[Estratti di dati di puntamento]
--*--
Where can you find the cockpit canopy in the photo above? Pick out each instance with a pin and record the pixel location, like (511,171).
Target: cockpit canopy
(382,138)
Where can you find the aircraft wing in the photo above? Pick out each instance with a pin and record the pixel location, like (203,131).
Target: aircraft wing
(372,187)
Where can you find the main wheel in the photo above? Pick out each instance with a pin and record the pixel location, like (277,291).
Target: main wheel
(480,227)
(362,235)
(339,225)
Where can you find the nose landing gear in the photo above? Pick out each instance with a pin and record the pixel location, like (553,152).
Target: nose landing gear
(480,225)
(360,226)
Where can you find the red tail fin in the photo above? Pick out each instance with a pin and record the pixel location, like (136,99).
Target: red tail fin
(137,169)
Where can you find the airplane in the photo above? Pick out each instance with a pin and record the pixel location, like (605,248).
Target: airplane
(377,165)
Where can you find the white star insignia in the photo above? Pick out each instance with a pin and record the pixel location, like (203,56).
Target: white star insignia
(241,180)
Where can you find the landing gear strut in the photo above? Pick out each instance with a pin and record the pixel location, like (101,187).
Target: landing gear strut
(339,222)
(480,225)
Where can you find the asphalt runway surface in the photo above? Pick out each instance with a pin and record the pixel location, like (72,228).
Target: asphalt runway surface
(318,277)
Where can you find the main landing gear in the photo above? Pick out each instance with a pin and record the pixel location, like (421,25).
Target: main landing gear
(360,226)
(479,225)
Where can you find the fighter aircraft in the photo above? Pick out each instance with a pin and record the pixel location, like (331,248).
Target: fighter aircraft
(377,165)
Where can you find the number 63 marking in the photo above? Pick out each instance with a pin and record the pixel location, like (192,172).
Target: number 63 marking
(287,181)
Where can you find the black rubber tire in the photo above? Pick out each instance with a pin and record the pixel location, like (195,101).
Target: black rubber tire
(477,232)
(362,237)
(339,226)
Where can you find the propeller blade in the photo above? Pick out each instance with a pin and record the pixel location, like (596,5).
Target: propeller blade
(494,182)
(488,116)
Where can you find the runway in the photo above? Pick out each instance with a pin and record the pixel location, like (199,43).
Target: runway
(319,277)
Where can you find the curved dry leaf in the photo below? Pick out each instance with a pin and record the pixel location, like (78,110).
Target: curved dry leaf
--*--
Consegna: Inserisci in un elenco numerato le righe che vanno da quella contenente "Where can you find the curved" fino alla fine delle voci, entrambi gli estremi compresi. Tralascia le righe vuote.

Esito dell'esercizio:
1. Where can you find the curved dry leaf in the photo below? Pick out each instance with a pin and record the pixel location, like (78,110).
2. Target: curved dry leaf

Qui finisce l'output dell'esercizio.